** start of Source text **
French-Romanian relations are bilateral foreign relations between France and Romania. Diplomatic relations between the two countries date back to 1880, when mutual legations were opened, although contacts between France and Romania's precursor states stretch into the Middle Ages.

Both countries are full members of NATO and of the European Union. Since 1993, Romania is a member of the Francophonie.
France has given full support to Romania's membership in the European Union and NATO.

History 
The first contacts between the Romanians and the French started in the late 14th century, when the French knights led by John of Nevers participated in the Battle of Nicopolis alongside Voivode Mircea the Elder and his soldiers.

16th - 18th centuries
Between 1579 and 1583, King Henry III supported Petru Cercel in his bid for the Wallachian throne.

During the 17th and 18th centuries, the relations between the French and the Romanians intensified due to the numerous French merchants and intellectuals who traveled to the Romanian Principalities. In 1762,  proposed the establishment of a French representation in the Principalities. A French consulate would be opened in 1798 in Bucharest, and a vice consulate in Iași.

19th century
In 1860, the French Emperor Napoleon III send a French military mission to Romania.
** end of Source text **
** start of Data listing **
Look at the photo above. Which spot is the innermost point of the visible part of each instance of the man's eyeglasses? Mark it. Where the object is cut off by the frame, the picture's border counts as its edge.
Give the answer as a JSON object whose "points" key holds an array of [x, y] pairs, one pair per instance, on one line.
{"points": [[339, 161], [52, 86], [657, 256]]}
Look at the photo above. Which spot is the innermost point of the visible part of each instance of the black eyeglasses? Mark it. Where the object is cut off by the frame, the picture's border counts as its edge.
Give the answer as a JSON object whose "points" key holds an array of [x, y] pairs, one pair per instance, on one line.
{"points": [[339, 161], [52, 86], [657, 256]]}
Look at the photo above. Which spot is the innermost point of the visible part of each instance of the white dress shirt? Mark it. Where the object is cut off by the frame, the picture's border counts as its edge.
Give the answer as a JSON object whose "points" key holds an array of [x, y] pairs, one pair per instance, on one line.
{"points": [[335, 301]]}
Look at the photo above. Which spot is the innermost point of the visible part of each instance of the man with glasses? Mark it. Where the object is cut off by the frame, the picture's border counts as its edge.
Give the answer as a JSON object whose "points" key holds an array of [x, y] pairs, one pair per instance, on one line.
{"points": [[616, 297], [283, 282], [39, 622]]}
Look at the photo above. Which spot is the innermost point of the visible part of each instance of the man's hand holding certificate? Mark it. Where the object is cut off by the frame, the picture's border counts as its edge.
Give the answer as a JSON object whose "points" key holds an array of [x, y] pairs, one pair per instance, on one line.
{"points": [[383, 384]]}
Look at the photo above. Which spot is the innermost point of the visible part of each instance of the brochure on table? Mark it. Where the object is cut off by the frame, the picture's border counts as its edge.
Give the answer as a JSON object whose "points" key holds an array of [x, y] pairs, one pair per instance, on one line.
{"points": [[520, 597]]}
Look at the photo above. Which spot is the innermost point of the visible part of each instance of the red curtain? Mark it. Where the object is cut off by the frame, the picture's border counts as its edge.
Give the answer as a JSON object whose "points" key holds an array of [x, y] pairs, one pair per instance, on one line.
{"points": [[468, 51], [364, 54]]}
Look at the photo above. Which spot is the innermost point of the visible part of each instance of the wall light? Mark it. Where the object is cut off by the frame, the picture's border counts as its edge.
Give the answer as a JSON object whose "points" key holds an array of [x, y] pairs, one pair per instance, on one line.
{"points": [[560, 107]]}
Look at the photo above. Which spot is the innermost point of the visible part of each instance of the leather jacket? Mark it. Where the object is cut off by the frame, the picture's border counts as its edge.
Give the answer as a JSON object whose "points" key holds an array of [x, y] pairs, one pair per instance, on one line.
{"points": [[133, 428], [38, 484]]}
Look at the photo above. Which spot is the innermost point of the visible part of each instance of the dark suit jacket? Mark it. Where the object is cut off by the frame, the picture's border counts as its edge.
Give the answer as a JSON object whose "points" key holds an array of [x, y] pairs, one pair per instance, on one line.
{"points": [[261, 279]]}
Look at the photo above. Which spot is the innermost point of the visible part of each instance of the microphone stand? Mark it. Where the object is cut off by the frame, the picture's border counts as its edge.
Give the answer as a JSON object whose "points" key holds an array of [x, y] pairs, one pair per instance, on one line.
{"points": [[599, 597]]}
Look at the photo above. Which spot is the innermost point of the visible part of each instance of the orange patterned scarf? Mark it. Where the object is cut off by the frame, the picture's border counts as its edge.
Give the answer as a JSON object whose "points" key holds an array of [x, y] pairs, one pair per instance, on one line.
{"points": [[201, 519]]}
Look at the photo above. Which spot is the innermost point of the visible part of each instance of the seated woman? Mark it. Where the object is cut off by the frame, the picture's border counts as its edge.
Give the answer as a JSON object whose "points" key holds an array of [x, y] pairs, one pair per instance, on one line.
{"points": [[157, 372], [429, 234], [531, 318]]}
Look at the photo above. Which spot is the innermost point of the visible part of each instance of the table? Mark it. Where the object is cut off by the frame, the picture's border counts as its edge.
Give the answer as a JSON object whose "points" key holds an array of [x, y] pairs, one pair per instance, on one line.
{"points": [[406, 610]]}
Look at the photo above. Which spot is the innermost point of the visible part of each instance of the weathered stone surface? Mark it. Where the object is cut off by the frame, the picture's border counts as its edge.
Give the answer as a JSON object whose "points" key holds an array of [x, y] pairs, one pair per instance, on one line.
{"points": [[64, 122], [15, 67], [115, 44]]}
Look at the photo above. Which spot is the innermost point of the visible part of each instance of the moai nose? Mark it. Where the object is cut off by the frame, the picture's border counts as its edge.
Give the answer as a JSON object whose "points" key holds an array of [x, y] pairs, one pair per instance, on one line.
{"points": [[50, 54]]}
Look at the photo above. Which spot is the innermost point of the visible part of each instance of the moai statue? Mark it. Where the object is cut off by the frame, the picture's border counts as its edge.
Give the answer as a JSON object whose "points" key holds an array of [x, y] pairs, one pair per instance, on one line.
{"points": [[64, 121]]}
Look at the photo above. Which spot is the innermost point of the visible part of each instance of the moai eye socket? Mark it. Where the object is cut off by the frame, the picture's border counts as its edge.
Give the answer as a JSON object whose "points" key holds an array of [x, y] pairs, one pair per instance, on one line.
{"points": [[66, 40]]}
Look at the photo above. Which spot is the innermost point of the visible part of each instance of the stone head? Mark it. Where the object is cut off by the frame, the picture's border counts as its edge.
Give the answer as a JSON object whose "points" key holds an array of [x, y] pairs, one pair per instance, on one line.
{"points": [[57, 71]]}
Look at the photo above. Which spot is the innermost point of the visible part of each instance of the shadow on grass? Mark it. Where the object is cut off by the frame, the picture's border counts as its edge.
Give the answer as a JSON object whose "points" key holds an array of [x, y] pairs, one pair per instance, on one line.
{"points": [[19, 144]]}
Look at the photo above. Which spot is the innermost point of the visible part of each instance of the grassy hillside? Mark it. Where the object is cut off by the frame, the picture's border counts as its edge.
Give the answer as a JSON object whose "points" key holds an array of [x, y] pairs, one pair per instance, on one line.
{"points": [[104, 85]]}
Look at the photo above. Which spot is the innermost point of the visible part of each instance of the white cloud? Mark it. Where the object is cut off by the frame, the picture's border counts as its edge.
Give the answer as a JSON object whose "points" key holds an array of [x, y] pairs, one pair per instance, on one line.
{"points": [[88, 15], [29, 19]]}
** end of Data listing **
» **Exercise directions**: Continue the text on French-Romanian relations, picking up right after its last sentence about Napoleon III's military mission.

» **Solved problem**:
20th century
French foreign policy in the 1920s and 1930s aimed to build military alliances with small nations in Eastern Europe in order to counter the threat of German attacks.  Paris saw Romania as an ideal partner in this venture, especially in  1926 to 1939. During World War II the alliance failed. Romania was first neutral and then after Germany defeated France in 1940 it aligned with Germany. The main device France had used was arms sales in order to strengthen Romania and ensure its goodwill. French military promises were vague and not trusted after the sellout of Czechoslovakia at Munich in 1938, By 1938 French needed all the arms it could produce. Meanwhile, Germany was better poised to build strong economic ties.  In 1938-39 France made a final effort to guarantee Romanian borders because it calculated that Germany needed Romanian oil, but Romania decided war with Germany would be hopeless and so it veered toward Berlin.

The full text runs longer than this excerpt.